▸ **Trecho selecionado**
Aparentemente, Girri, com esse discurso de um "juicio sobre el mundo", pode vir a lembrar a reivindicação sartriana do autor que "transpira" moralmente aquilo que está ao seu entorno. No entanto, acredito que Girri está longe de uma concepção humanista do mundo que o poeta sensível não deve omitir na qualidade de porta-voz cultural. Sartre foi um estudioso da filosofia de Kierkegaard, porém sabe-se que a contribuição kiekegaardiana foi igualmente chave para a construção da hermenêutica heidggeriana, que por sua vez faz, de outro modo, circular toda uma metralhadora pós-histórica de novos pensamentos, vínculos intelectuais que, sustentando uma profunda e nova desesperança com a metafísica, desfamiliarizam a figura do poeta de seu compromisso de representação histórico-cultural. Sem, evidentemente, querer por definitivo buscar uma (ou a) "origem" filosófica das questões pós-históricas (o que seria voltar ao esquema histórico mais pueril), pode-se ressaltar a reflexão de Kierkegaard como uma pilha de valores para a direção de todo um jogo hermenêutico mais contemporâneo.
Girri, na fala supracitada que toma a questão da sedução, da estética versus ética, está, então, pisando muito menos no terreno sartriano que no campo existencial kierkegaardiano operado contra o sistema racionalista de Hegel. Alberto Girri fala em determinada entrevista sobre o que dizia Kierkegaard acerca da ética: “esa es la parte más humana de la poesia porque, como dijera Kierkegaard, si hay algo que enseña al hombre el sentido de riesgo, ese algo es la ética, que enseña a jugarse el todo por el todo”.

▸ **Ações a executar**
- a) Liste todas as pessoas mencionadas pelo próprio nome no trecho selecionado. Não conte as que aparecem apenas em adjetivos derivados de nomes.
- b) Reúna todas as linhas da listagem que contêm a palavra "slat", levando em conta a diferença entre maiúsculas e minúsculas.

▸ **Dados do exercício**

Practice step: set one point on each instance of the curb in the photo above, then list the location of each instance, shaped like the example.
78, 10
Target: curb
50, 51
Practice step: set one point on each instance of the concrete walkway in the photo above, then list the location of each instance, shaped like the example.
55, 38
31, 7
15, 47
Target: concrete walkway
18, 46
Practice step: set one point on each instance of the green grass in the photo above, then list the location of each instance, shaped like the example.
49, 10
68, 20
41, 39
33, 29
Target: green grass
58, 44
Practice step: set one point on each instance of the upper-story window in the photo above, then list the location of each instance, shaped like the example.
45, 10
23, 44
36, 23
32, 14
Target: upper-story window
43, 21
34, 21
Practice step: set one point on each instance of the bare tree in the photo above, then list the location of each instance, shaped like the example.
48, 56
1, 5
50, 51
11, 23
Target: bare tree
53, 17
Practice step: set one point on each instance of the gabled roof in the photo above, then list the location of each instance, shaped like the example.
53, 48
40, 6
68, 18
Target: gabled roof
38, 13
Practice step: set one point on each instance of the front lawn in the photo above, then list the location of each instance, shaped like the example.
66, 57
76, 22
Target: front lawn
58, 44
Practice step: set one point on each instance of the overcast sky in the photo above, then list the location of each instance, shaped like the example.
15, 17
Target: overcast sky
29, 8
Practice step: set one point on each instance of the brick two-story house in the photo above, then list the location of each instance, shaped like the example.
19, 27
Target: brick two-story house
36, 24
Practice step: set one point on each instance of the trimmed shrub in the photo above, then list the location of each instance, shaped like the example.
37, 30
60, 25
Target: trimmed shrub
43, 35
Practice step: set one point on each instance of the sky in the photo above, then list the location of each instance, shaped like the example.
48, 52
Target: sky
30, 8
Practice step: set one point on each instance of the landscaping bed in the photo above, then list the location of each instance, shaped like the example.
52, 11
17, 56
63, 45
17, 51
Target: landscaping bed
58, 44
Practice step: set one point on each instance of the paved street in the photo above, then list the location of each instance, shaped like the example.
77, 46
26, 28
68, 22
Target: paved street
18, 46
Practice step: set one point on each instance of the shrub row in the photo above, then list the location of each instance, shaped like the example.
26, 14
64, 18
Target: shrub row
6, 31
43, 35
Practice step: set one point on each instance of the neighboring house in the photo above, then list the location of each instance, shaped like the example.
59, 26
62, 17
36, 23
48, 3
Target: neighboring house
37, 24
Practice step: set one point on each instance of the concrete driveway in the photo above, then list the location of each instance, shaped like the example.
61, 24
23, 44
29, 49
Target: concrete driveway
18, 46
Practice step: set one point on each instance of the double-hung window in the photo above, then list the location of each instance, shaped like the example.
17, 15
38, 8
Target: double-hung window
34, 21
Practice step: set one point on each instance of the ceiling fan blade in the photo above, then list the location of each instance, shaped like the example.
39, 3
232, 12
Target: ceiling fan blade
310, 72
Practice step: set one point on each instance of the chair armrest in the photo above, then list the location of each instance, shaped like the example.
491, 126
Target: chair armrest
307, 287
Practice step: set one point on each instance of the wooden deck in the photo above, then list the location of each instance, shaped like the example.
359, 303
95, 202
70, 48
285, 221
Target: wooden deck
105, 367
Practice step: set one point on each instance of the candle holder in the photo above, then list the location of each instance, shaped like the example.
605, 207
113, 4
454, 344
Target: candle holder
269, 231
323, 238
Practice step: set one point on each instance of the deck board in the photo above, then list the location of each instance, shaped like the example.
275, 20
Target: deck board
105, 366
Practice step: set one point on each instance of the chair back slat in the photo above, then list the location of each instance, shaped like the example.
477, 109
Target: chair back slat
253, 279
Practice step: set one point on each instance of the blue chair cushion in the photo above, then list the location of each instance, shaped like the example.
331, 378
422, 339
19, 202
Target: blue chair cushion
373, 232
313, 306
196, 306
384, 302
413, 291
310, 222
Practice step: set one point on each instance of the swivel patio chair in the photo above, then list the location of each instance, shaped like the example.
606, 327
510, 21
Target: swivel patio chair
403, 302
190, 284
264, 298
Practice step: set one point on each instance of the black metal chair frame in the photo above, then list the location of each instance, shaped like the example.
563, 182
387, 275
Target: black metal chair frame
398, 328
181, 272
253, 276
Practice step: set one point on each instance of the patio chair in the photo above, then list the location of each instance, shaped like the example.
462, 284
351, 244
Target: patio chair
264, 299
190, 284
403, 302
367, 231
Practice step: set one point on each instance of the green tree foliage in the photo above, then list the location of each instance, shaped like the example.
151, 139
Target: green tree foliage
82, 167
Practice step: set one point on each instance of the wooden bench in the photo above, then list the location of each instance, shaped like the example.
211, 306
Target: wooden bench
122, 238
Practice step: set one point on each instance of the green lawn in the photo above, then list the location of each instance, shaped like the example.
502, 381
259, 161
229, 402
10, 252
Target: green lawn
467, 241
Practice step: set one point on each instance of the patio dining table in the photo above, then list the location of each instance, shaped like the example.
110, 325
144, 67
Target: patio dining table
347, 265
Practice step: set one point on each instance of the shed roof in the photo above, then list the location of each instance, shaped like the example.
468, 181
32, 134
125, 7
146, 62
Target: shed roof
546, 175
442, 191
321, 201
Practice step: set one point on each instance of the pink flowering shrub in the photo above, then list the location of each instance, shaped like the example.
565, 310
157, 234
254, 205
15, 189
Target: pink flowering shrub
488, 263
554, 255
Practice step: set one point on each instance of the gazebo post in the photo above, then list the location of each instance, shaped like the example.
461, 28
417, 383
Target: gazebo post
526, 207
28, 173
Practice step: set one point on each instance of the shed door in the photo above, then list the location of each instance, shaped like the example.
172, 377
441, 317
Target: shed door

▸ **Resultados por tarefa**
- a) Alberto Girri, Sartre, Kierkegaard, Hegel

- b)
Practice step: set one point on each instance of the chair back slat in the photo above, then list the location of each instance, shaped like the example.
Target: chair back slat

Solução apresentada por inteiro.